Task details: Go through the records and show each line where the word "after" occurs.

[Collected data]
- - - - - - -
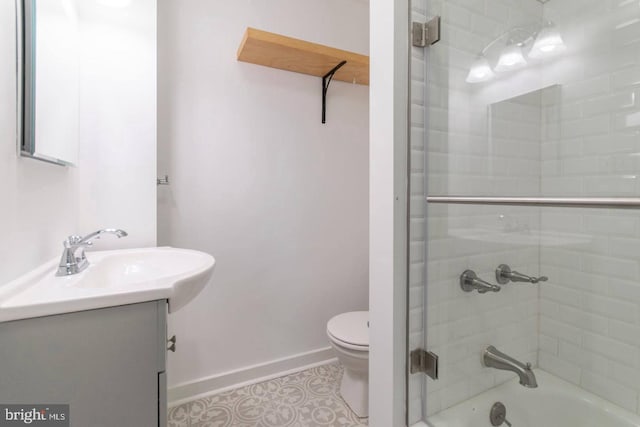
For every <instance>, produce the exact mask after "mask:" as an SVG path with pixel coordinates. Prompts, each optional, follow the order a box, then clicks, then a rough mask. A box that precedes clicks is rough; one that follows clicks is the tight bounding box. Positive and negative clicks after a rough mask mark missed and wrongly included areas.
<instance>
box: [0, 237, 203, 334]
mask: <svg viewBox="0 0 640 427" xmlns="http://www.w3.org/2000/svg"><path fill="white" fill-rule="evenodd" d="M87 258H88V259H89V262H90V265H89V267H88V268H87V269H86V270H84V271H83V272H81V273H78V274H75V275H72V276H65V277H56V276H55V273H56V269H57V265H58V259H57V258H56V259H54V260H51V261H49V262H47V263H45V264H43V265H42V266H40V267H38V268H36V269H35V270H33V271H31V272H29V273H27V274H26V275H24V276H22V277H20V278H18V279H16V280H14V281H12V282H10V283H8V284H7V285H4V286H2V287H0V322H6V321H10V320H18V319H26V318H30V317H40V316H48V315H52V314H61V313H70V312H74V311H83V310H91V309H96V308H104V307H112V306H117V305H125V304H134V303H139V302H144V301H154V300H161V299H167V300H168V301H169V311H170V312H174V311H177V310H179V309H180V308H182V307H184V305H186V304H187V303H188V302H189V301H191V300H192V299H193V298H195V296H196V295H198V294H199V293H200V291H202V289H203V288H204V287H205V285H206V284H207V283H208V282H209V279H211V276H212V275H213V268H214V266H215V259H214V258H213V257H212V256H211V255H209V254H207V253H204V252H199V251H194V250H189V249H178V248H171V247H161V248H144V249H124V250H115V251H100V252H88V253H87Z"/></svg>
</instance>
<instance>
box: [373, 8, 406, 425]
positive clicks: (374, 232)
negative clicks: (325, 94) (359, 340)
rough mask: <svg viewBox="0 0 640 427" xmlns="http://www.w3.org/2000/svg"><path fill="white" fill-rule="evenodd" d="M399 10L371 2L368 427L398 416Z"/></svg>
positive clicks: (398, 401) (403, 104)
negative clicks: (369, 219)
mask: <svg viewBox="0 0 640 427" xmlns="http://www.w3.org/2000/svg"><path fill="white" fill-rule="evenodd" d="M408 14H409V7H408V3H407V2H403V1H394V2H388V1H387V2H382V1H374V2H371V13H370V20H371V21H370V25H371V28H372V31H371V108H370V113H369V114H370V121H371V125H370V130H369V133H370V135H371V148H370V152H369V161H370V165H371V171H370V177H371V183H370V191H371V200H370V203H369V211H370V223H371V230H370V248H369V260H370V265H369V272H370V281H369V298H370V301H371V307H370V317H371V320H370V321H371V325H372V328H371V334H370V341H371V342H370V349H369V408H370V410H369V425H370V426H372V427H388V426H393V427H400V426H403V425H405V424H406V423H405V421H406V419H405V413H406V409H405V407H406V392H405V389H406V381H405V375H406V374H405V373H406V368H407V364H406V360H407V359H406V344H407V343H406V326H405V325H406V312H407V310H406V303H407V298H406V295H407V268H406V257H407V250H406V248H407V143H408V141H407V115H408V111H407V104H408V78H407V73H408V62H407V57H408V54H409V53H408V50H409V46H408V38H407V34H408V28H407V22H408Z"/></svg>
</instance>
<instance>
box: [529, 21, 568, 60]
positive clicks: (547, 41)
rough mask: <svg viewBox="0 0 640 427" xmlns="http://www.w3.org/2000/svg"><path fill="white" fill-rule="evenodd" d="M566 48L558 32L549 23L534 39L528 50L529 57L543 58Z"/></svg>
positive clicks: (561, 50)
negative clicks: (531, 46) (531, 45)
mask: <svg viewBox="0 0 640 427" xmlns="http://www.w3.org/2000/svg"><path fill="white" fill-rule="evenodd" d="M565 49H566V45H565V44H564V41H563V40H562V36H561V35H560V32H559V31H558V30H557V29H556V28H555V27H554V26H553V24H551V25H550V26H548V27H545V28H543V29H542V31H540V33H539V34H538V37H536V41H535V43H534V44H533V47H532V48H531V51H530V52H529V57H530V58H534V59H540V58H544V57H547V56H550V55H553V54H556V53H558V52H562V51H563V50H565Z"/></svg>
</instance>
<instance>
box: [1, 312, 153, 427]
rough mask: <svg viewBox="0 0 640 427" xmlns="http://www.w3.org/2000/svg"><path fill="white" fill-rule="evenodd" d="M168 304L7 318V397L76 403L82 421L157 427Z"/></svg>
mask: <svg viewBox="0 0 640 427" xmlns="http://www.w3.org/2000/svg"><path fill="white" fill-rule="evenodd" d="M165 316H166V303H165V302H164V301H155V302H148V303H141V304H132V305H126V306H119V307H112V308H106V309H100V310H90V311H83V312H78V313H70V314H64V315H57V316H48V317H41V318H35V319H26V320H18V321H14V322H6V323H0V403H2V404H11V403H13V404H56V403H58V404H70V421H71V425H72V426H75V427H88V426H91V427H116V426H118V427H128V426H131V427H134V426H135V427H143V426H149V427H157V426H158V421H159V420H158V407H159V400H158V398H159V393H158V390H159V388H158V387H159V385H158V381H159V377H158V373H159V372H162V371H164V370H165V369H164V357H165V354H164V353H165V345H166V343H165V337H166V335H165V330H164V325H165V324H164V323H163V322H162V321H163V320H164V319H165Z"/></svg>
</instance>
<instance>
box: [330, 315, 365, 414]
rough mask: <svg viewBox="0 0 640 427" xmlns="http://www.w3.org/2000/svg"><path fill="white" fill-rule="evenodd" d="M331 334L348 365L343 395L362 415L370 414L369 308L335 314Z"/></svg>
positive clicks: (344, 359) (337, 356)
mask: <svg viewBox="0 0 640 427" xmlns="http://www.w3.org/2000/svg"><path fill="white" fill-rule="evenodd" d="M327 335H328V337H329V341H330V342H331V346H332V347H333V349H334V350H335V352H336V355H337V357H338V360H339V361H340V363H341V364H342V366H344V374H343V375H342V381H341V383H340V395H341V396H342V398H343V399H344V401H345V403H346V404H347V405H349V407H350V408H351V410H352V411H353V412H354V413H355V414H356V415H357V416H358V417H367V416H369V312H368V311H352V312H349V313H342V314H339V315H337V316H335V317H333V318H331V320H329V322H328V323H327Z"/></svg>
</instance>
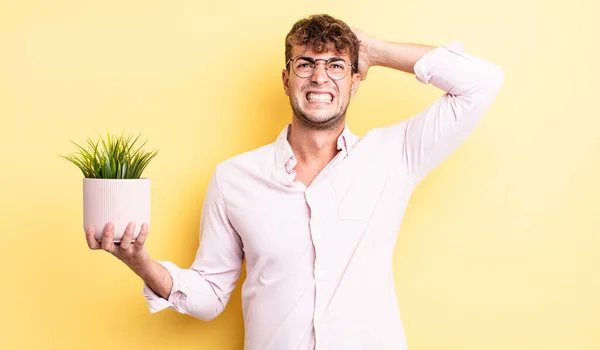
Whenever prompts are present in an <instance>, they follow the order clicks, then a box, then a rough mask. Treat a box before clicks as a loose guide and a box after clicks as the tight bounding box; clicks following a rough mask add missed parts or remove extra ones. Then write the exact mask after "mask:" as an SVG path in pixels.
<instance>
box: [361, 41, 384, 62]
mask: <svg viewBox="0 0 600 350" xmlns="http://www.w3.org/2000/svg"><path fill="white" fill-rule="evenodd" d="M386 44H387V43H386V42H385V41H383V40H379V39H376V38H372V39H371V40H370V42H369V45H368V46H366V47H365V49H366V50H367V57H369V64H370V66H385V65H386V60H385V55H384V54H383V53H384V52H385V45H386Z"/></svg>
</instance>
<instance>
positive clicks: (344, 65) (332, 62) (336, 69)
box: [327, 60, 348, 80]
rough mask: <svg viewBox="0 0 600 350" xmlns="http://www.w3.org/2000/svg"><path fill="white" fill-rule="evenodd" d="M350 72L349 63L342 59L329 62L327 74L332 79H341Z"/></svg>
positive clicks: (327, 68) (327, 65) (327, 63)
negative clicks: (328, 75)
mask: <svg viewBox="0 0 600 350" xmlns="http://www.w3.org/2000/svg"><path fill="white" fill-rule="evenodd" d="M346 74H348V65H347V64H346V62H344V61H342V60H337V61H333V62H327V75H329V77H330V78H331V79H335V80H339V79H342V78H344V77H345V76H346Z"/></svg>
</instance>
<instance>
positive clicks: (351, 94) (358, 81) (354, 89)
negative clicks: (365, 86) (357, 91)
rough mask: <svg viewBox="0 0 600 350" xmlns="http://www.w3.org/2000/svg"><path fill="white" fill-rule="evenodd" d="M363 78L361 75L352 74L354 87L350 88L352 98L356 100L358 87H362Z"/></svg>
mask: <svg viewBox="0 0 600 350" xmlns="http://www.w3.org/2000/svg"><path fill="white" fill-rule="evenodd" d="M361 79H362V78H361V76H360V73H354V74H352V86H351V87H350V98H351V99H352V98H354V95H356V92H357V91H358V86H359V85H360V81H361Z"/></svg>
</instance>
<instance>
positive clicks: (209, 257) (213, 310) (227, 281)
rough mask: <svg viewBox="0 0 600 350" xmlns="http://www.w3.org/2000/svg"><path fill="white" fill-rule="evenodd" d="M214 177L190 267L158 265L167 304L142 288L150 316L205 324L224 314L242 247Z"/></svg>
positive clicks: (201, 223) (200, 222)
mask: <svg viewBox="0 0 600 350" xmlns="http://www.w3.org/2000/svg"><path fill="white" fill-rule="evenodd" d="M217 176H218V168H217V171H215V173H214V174H213V177H212V178H211V181H210V183H209V186H208V189H207V191H206V196H205V198H204V205H203V208H202V216H201V219H200V246H199V247H198V250H197V253H196V258H195V260H194V262H193V264H192V266H191V267H190V268H189V269H181V268H179V267H178V266H177V265H175V264H173V263H171V262H168V261H158V263H160V264H161V265H162V266H164V267H165V268H166V269H167V271H168V272H169V274H170V275H171V278H172V279H173V287H172V289H171V293H170V295H169V299H168V300H167V299H164V298H162V297H160V296H159V295H157V294H156V293H155V292H154V291H153V290H152V289H151V288H150V287H149V286H148V285H146V284H144V288H143V295H144V297H145V298H146V301H147V302H148V306H149V308H150V312H152V313H154V312H158V311H161V310H164V309H166V308H172V309H174V310H176V311H178V312H180V313H182V314H189V315H191V316H194V317H197V318H199V319H202V320H205V321H209V320H212V319H214V318H215V317H217V316H218V315H219V314H220V313H221V312H222V311H223V310H224V308H225V306H226V305H227V302H228V301H229V297H230V296H231V293H232V292H233V290H234V289H235V285H236V282H237V280H238V278H239V276H240V273H241V268H242V261H243V250H242V243H241V239H240V237H239V235H238V234H237V232H236V231H235V230H234V228H233V227H232V226H231V223H230V222H229V220H228V218H227V211H226V208H225V202H224V199H223V197H222V195H221V192H220V190H219V185H218V181H217Z"/></svg>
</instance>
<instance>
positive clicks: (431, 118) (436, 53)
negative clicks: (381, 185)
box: [355, 30, 504, 185]
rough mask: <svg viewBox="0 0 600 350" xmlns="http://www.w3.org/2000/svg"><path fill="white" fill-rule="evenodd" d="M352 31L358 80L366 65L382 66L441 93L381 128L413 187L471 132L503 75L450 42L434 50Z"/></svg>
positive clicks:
- - - - - - -
Answer for this exercise:
For every <instance>, produce the exact mask after "mask:" as an SVG path with pixel coordinates. Prompts, each optional, follow the order a box, then clicks, then a rough mask. A box that precedes clicks is rough; one that follows clicks is the tight bounding box. Positive and negative clicks after a rough mask mark missed and wrongly included areas.
Whenever prompts are present in an <instance>, they follow the order clicks, then a box, then a rough mask. Treat a box before clicks as a loose guide and a box after clicks as the tight bounding box; clicks following a rough mask add missed parts or remove extra ones. Then write the exact mask after "mask:" as an SVG path in pixels.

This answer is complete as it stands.